— Begin RECORDS PROVIDED —

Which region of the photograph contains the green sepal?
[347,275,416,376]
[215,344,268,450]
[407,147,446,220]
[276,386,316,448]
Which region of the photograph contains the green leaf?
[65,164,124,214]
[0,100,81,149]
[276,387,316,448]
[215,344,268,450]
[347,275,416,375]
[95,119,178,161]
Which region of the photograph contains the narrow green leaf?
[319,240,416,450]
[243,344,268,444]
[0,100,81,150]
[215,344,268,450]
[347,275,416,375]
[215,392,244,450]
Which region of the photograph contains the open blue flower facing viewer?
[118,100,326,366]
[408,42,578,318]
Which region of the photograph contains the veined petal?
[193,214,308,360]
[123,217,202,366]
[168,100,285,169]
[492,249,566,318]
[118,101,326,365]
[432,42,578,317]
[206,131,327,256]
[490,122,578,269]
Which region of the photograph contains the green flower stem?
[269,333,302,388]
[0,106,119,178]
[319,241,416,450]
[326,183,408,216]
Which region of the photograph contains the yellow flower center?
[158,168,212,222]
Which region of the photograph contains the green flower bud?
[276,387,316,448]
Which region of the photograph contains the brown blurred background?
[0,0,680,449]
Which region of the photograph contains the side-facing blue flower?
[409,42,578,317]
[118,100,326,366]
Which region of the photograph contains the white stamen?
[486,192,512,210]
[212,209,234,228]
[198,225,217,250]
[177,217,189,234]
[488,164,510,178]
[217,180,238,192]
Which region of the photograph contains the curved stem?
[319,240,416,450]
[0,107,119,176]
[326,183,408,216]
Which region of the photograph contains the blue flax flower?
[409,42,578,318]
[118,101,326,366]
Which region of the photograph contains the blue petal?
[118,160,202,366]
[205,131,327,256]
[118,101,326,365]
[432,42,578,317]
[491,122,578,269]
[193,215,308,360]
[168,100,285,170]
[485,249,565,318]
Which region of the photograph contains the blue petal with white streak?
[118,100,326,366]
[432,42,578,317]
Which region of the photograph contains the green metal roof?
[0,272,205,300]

— End RECORDS PROVIDED —

Reproduce word for word the stretch of rows above, from the line containing "Which region of the photograph contains the yellow" through the line containing "[217,180,238,192]", including both of those lines.

§ SOLUTION TO THE EXERCISE:
Which region of the photograph contains the yellow flower center?
[158,168,212,222]
Which region of the photograph contains the green flower bud?
[276,387,316,448]
Which region of the photograph contains the brown blurred background?
[0,0,680,449]
Which region of the photograph contains the side-facing blue flower?
[409,42,578,317]
[118,100,326,366]
Which region of the photograph contains the white stamen?
[486,192,512,210]
[212,209,234,228]
[198,225,217,250]
[177,217,189,234]
[488,164,510,178]
[217,180,238,192]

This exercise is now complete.